**Task objective**
Reproduce the listing below in its entirety. Change nothing.

**Records to use**
※ ※ ※

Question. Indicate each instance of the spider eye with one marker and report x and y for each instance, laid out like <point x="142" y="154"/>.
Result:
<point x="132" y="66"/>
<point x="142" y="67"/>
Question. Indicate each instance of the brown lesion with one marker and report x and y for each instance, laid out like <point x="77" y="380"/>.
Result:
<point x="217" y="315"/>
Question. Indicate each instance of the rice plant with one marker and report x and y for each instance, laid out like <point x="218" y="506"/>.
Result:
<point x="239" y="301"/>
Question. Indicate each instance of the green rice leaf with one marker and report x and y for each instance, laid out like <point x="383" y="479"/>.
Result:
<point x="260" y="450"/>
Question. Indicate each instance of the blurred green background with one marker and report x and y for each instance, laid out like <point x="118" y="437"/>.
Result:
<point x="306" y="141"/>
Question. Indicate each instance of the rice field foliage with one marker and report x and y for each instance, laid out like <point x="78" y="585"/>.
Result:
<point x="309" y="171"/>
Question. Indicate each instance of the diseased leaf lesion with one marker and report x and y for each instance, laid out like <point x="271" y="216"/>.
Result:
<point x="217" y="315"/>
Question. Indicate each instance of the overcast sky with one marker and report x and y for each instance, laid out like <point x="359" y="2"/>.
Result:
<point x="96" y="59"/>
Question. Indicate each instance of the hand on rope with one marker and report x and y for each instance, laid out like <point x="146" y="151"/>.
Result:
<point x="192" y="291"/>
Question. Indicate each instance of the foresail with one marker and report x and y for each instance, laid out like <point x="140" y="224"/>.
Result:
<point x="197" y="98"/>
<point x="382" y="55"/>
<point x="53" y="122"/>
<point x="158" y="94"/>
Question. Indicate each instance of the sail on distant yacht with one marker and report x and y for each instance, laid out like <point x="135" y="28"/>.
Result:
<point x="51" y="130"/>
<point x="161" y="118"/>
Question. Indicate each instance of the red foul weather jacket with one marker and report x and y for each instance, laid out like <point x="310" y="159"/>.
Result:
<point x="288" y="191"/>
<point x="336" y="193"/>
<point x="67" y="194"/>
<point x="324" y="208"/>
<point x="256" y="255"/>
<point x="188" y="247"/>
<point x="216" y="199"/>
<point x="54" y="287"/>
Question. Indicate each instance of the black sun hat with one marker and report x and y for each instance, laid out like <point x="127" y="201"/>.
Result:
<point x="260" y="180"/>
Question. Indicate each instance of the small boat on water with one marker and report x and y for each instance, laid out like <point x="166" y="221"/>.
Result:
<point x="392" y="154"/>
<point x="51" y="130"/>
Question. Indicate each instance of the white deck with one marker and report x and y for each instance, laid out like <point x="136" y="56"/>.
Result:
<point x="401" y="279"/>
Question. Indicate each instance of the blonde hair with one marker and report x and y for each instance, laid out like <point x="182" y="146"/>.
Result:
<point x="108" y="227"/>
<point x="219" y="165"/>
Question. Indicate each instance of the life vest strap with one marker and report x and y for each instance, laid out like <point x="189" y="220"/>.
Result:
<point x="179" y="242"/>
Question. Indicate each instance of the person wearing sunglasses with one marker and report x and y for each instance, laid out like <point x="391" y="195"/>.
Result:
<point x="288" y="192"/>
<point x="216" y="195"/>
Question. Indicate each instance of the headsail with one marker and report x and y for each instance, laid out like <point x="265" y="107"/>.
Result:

※ ※ ※

**Reply to the exercise**
Question. Indicate each instance of the spider eye with one marker and report x and y for each instance, laid out like <point x="142" y="154"/>.
Result:
<point x="132" y="66"/>
<point x="142" y="67"/>
Question. Indicate each instance of the brown lesion with one marker and report x and y for each instance, laid out like <point x="77" y="380"/>.
Result:
<point x="217" y="315"/>
Question. Indicate each instance of the rice plant with one marker and report x and y for each instance, laid out like <point x="218" y="506"/>.
Result:
<point x="239" y="301"/>
Question. Indicate each instance of the green rice leaf with one marker and report x and y for each instance, laid out like <point x="383" y="479"/>.
Result:
<point x="260" y="450"/>
Question. Indicate each instance of the blurred green background with one marker and report x and y for each instance, laid out like <point x="118" y="437"/>.
Result:
<point x="306" y="141"/>
Question. Indicate each instance of the rice field foliage with one marker and report x and y for each instance, laid out like <point x="78" y="585"/>.
Result:
<point x="309" y="171"/>
Question. Indicate each instance of the diseased leaf lesion with one marker and report x and y for each instance, laid out like <point x="271" y="216"/>.
Result:
<point x="217" y="315"/>
Question. Indicate each instance of the overcast sky with one marker and report x and y for each instance, laid out like <point x="359" y="2"/>.
Result:
<point x="96" y="59"/>
Question. Indicate each instance of the hand on rope with one marker and report x and y for each instance, laid out like <point x="146" y="151"/>.
Result:
<point x="192" y="291"/>
Question. Indicate each instance of the foresail with one marker and report x and y for each instance, laid out like <point x="140" y="224"/>.
Result:
<point x="197" y="98"/>
<point x="382" y="55"/>
<point x="53" y="122"/>
<point x="158" y="94"/>
Question. Indicate each instance of the sail on distant yacht with one marker and report x and y for each instance, laid out like <point x="135" y="28"/>.
Result:
<point x="51" y="130"/>
<point x="161" y="118"/>
Question. Indicate each instance of the red foul weather jacket with one marker and report x and y for each instance, laid out like <point x="310" y="159"/>.
Result:
<point x="288" y="191"/>
<point x="336" y="193"/>
<point x="67" y="194"/>
<point x="324" y="208"/>
<point x="256" y="255"/>
<point x="188" y="247"/>
<point x="216" y="199"/>
<point x="54" y="287"/>
Question. Indicate each instance of the black sun hat with one marker and report x and y for each instance, laid out like <point x="127" y="201"/>.
Result:
<point x="260" y="180"/>
Question. Indicate each instance of the small boat on water with one marker and report x and y for each instance, laid out like <point x="166" y="221"/>.
Result:
<point x="392" y="154"/>
<point x="51" y="130"/>
Question. Indicate each instance of the white deck with one marker and report x and y for each instance, laid out like <point x="136" y="56"/>.
Result:
<point x="401" y="279"/>
Question. Indicate each instance of the blonde hair with one marker and report x and y for each instance, laid out like <point x="182" y="146"/>.
Result:
<point x="108" y="227"/>
<point x="219" y="165"/>
Question. Indicate each instance of the life vest strap with one marker and report x and y for each instance, laid out like <point x="189" y="220"/>.
Result:
<point x="179" y="242"/>
Question. Indicate each instance of the person wearing sunglasses with one marker and report x and y for each instance, laid out like <point x="391" y="195"/>.
Result:
<point x="288" y="192"/>
<point x="216" y="195"/>
Question. Indicate each instance of the headsail with one marker and report x and y for each instance, laid out like <point x="265" y="107"/>.
Result:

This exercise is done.